Stated exercise 1: Count the lines in the entries that contain the string "cluster", and give only that number.

Document passage:
================

FWD
fwd
is a toy language where the idea is that functions/procedures can never
return values, instead all computation happens "forward" by heavily utilizing
closures.
Building
git submodule update --init --recursive
make
Why?
Informally: Objects have a lot of context to keep track of, are all references valid, who owns what, etc. and there have been lots of approaches to control this complexity. This is yet another experiment, based on the idea that we could syntactically specify which scope an object is valid in.
Effectively, imagine that instead of being handed an object and a bunch of rules about how you're allowed to use it, you just specify what code to run and let some implementer ensure that the context is safe for it.
Eventually I should probably write a better explanation, but this is good enough for now.
How?
Functions don't return values, instead they take some amount of closures to
execute. One pretty central feature of fwd
is how these closures are expressed
syntactically, namely that they can be expressed outside of the function
argument list. As an example,
give_me_some_object() => obj1;
insert_something(obj1) => obj2;
do_something_with(obj2);
=>
can be thought of as a closure operator, and in this case the body of the
closure is the rest of the function, so
give_me_some_object(|obj1|{
insert_something(obj1, |obj2|{
do_something_with(obj2);
}
});
It's possible to specify the exact scope for a closure as well:
check_cond(x) => a1 {
/* cond was true */
} => a2 {
/* cond was false */
}
/* runs after check_cond, not 'within' it */
This 'scoping' in combination with move semantics seems like an easy way to syntactically specify both ownership and lifetime of an object, no need for lifetime annotations or extra stuff like that. At least hopefully, this is still a very rough idea and I wouldn't be surprised if I have an excessively optimistic view of this. Will have to play around with the compiler as I develop it. Presumably I'll also want references, but they are as of yet unimplemented.

================

Material for this task:
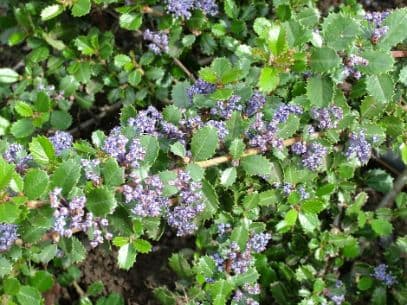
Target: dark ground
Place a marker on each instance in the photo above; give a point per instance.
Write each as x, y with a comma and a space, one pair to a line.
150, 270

================

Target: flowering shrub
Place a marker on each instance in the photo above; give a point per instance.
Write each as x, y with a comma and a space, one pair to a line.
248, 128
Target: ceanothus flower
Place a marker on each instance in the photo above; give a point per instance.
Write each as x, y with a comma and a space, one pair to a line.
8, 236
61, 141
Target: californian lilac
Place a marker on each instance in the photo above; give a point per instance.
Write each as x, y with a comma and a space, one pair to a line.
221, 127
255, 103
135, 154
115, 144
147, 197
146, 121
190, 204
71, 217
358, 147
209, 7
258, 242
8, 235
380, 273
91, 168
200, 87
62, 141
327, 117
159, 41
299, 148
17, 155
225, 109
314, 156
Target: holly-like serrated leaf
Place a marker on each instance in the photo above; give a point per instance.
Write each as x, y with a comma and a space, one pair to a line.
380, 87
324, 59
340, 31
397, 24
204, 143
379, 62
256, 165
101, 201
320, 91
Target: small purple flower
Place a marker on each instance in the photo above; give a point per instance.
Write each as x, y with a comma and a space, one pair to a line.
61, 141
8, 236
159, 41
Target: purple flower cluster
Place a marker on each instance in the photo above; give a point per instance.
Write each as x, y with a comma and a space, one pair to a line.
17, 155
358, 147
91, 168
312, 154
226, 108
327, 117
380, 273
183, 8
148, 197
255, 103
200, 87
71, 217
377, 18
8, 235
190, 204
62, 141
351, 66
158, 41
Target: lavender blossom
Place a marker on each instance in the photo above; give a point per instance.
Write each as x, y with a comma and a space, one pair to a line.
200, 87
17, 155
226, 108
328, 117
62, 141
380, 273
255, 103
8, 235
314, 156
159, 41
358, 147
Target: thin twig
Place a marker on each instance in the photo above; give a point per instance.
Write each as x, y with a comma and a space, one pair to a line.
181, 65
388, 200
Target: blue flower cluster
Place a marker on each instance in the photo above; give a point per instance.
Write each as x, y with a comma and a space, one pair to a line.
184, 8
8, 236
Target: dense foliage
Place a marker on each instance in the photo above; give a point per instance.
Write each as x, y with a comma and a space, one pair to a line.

================

Stated exercise 2: Copy word for word the part of the fwd language page above that begins with the words "Informally: Objects have" and ends with "is valid in.".

Task response 1: 2

Task response 2:
Informally: Objects have a lot of context to keep track of, are all references valid, who owns what, etc. and there have been lots of approaches to control this complexity. This is yet another experiment, based on the idea that we could syntactically specify which scope an object is valid in.